> READING PASSAGE

======

Learn how to set up your foundation in Microsoft Azure, including how Azure organizes resources and what you need to create your first AI workspace. Watch the lesson video for practical steps and visual demonstrations as you prepare your Azure environment.

What you'll learn

  • Understand how Azure accounts, tenants, and directories relate to each other for secure access.

  • Identify the role and purpose of subscriptions and how they help organize resources in Azure.

  • Recognize the importance of resource groups for managing and structuring your Azure resources.

  • Distinguish various Azure resources you’ll use, including virtual machines, databases, and machine learning workspaces.

  • Set up a free Azure account with $200 in credits as your starting point for learning and experimentation.

  • Evaluate what each account option offers before deciding what best matches your project or learning goals.

Lesson Overview

This lesson introduces Microsoft Azure’s structure and the key building blocks needed before you can run any AI model in the cloud. If you’re new to Azure or coming from another cloud platform, understanding its hierarchy—like tenants, subscriptions, and resource groups—will help you confidently set up your environment and avoid common mistakes.

======

Print the stretch of the Azure setup lesson from "What you'll learn" through "learning and experimentation." word for word. None of the lines play any role here.

======

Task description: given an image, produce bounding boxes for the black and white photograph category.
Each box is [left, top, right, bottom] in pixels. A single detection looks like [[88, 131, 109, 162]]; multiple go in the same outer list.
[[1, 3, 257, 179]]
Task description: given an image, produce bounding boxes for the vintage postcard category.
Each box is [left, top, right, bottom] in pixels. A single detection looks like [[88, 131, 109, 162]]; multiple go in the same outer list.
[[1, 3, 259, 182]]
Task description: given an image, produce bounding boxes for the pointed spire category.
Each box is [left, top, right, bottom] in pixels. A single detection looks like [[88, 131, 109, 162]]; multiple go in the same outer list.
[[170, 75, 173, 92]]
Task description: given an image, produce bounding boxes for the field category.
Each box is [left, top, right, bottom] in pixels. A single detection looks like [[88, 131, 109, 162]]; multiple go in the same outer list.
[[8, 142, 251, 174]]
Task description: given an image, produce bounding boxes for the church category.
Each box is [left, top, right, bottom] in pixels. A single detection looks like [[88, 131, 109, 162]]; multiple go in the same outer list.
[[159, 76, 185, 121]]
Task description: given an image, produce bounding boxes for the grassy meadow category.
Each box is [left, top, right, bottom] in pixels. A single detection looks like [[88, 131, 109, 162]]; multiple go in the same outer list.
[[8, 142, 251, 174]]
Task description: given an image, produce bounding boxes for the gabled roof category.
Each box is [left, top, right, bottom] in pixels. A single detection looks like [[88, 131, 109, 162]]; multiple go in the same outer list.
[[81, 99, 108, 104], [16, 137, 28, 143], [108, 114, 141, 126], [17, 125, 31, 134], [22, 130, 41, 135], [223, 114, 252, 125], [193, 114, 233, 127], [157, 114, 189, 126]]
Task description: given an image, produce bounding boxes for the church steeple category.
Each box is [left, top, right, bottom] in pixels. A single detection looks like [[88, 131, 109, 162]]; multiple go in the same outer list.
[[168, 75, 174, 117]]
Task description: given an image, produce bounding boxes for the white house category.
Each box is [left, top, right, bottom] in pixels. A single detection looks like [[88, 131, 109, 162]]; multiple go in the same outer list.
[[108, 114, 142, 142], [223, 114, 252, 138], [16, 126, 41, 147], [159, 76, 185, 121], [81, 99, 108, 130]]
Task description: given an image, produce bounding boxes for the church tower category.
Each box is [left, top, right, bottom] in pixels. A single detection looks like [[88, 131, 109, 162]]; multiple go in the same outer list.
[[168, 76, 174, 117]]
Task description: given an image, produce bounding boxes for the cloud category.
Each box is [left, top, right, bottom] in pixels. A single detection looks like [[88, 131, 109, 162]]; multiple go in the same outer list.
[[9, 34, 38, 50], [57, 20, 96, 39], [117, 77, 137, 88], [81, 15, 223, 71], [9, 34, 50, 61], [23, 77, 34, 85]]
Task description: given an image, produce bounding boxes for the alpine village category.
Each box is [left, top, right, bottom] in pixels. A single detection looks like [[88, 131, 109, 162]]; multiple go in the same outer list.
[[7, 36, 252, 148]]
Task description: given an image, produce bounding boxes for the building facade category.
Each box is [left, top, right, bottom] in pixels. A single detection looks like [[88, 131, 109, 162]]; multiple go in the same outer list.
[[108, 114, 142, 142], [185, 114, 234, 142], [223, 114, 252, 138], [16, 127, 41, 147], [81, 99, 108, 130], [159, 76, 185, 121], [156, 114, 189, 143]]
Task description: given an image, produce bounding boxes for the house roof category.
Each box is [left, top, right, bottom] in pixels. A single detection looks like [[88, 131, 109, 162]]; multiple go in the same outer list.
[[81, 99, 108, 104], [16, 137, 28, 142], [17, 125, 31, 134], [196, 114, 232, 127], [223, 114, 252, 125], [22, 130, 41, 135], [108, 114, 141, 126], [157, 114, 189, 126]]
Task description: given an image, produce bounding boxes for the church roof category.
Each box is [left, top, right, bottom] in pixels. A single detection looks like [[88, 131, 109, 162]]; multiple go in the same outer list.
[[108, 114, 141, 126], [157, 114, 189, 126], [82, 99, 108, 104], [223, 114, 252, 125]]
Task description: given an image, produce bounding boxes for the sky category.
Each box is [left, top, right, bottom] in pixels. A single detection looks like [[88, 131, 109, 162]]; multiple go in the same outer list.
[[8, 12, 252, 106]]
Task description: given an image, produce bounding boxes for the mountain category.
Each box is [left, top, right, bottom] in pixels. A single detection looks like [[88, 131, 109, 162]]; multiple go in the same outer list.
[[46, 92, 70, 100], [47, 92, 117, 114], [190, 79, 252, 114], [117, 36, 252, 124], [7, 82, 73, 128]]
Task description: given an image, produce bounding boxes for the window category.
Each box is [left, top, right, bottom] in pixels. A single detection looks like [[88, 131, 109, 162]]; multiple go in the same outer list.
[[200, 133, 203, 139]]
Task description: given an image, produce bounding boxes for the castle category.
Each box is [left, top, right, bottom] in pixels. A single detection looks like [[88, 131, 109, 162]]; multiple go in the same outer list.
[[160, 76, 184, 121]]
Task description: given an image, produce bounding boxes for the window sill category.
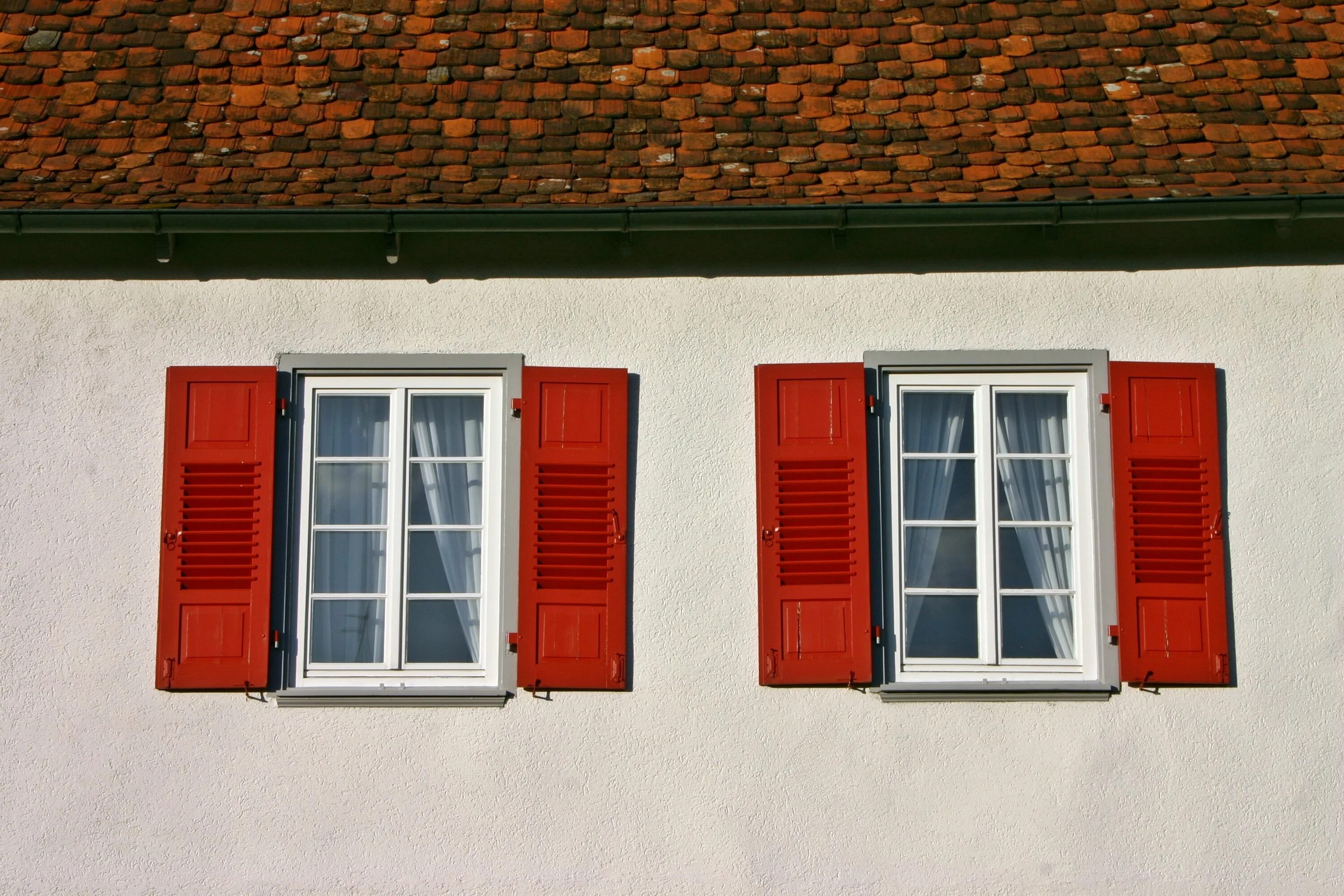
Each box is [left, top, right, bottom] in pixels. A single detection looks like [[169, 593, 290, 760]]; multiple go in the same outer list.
[[276, 688, 509, 706], [875, 681, 1117, 702]]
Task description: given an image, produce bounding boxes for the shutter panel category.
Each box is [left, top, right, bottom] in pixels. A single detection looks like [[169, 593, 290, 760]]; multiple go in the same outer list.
[[156, 367, 276, 690], [1110, 362, 1230, 684], [517, 367, 630, 690], [755, 364, 874, 685]]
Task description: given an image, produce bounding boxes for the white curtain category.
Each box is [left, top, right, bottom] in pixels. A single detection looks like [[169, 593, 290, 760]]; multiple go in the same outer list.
[[902, 392, 972, 633], [411, 395, 484, 662], [996, 392, 1074, 659]]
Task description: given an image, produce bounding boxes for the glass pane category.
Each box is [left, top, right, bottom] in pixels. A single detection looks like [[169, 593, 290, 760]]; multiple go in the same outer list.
[[310, 600, 383, 662], [1003, 594, 1074, 659], [996, 392, 1068, 454], [906, 525, 976, 588], [406, 532, 481, 594], [900, 392, 976, 454], [999, 459, 1073, 522], [406, 600, 481, 662], [313, 532, 387, 594], [410, 463, 481, 525], [999, 525, 1074, 591], [317, 395, 391, 457], [906, 594, 980, 658], [411, 395, 485, 457], [313, 463, 387, 525], [905, 461, 976, 520]]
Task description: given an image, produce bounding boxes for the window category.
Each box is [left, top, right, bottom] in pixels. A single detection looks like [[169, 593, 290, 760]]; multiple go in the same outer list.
[[296, 376, 504, 686], [155, 355, 630, 706], [883, 371, 1101, 682]]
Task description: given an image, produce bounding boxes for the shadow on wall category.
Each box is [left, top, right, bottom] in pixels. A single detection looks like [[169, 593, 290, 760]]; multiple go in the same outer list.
[[0, 219, 1344, 281]]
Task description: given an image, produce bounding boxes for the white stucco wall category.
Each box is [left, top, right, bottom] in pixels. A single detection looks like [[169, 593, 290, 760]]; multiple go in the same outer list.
[[0, 267, 1344, 896]]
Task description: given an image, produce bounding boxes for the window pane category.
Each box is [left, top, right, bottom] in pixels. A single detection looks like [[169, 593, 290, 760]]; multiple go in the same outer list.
[[406, 600, 481, 662], [905, 461, 976, 520], [996, 392, 1068, 454], [900, 392, 976, 454], [317, 395, 391, 457], [312, 600, 383, 662], [905, 525, 976, 588], [411, 395, 485, 457], [406, 532, 481, 594], [410, 463, 481, 525], [999, 525, 1074, 591], [999, 459, 1073, 522], [906, 594, 980, 658], [313, 463, 387, 525], [1003, 594, 1074, 659], [313, 530, 387, 594]]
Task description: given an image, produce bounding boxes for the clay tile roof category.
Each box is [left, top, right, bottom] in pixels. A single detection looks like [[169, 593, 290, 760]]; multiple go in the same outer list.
[[0, 0, 1344, 208]]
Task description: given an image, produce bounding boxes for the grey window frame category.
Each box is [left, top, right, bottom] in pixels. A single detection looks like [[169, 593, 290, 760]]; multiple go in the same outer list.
[[270, 353, 523, 706], [863, 349, 1120, 701]]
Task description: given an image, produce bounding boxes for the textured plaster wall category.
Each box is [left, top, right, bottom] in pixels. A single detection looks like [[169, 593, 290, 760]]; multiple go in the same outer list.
[[0, 267, 1344, 895]]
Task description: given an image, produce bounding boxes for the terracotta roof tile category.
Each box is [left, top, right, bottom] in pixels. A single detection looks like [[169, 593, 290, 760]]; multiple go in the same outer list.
[[0, 0, 1344, 208]]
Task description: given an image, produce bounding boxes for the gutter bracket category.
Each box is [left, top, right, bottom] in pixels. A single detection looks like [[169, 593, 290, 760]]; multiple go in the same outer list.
[[1040, 202, 1063, 242], [155, 212, 177, 265], [1274, 196, 1302, 239], [831, 208, 849, 253]]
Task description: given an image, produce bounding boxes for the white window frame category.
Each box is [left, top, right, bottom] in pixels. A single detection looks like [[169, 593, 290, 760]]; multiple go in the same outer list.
[[864, 349, 1118, 700], [293, 372, 505, 689]]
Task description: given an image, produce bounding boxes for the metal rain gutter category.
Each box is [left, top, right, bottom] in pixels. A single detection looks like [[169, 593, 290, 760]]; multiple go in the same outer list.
[[0, 195, 1344, 235]]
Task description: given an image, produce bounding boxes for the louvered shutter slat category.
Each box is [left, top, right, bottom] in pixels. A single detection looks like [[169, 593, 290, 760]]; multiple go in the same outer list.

======

> OUTPUT BELOW
What you'll learn

  • Understand how Azure accounts, tenants, and directories relate to each other for secure access.

  • Identify the role and purpose of subscriptions and how they help organize resources in Azure.

  • Recognize the importance of resource groups for managing and structuring your Azure resources.

  • Distinguish various Azure resources you’ll use, including virtual machines, databases, and machine learning workspaces.

  • Set up a free Azure account with $200 in credits as your starting point for learning and experimentation.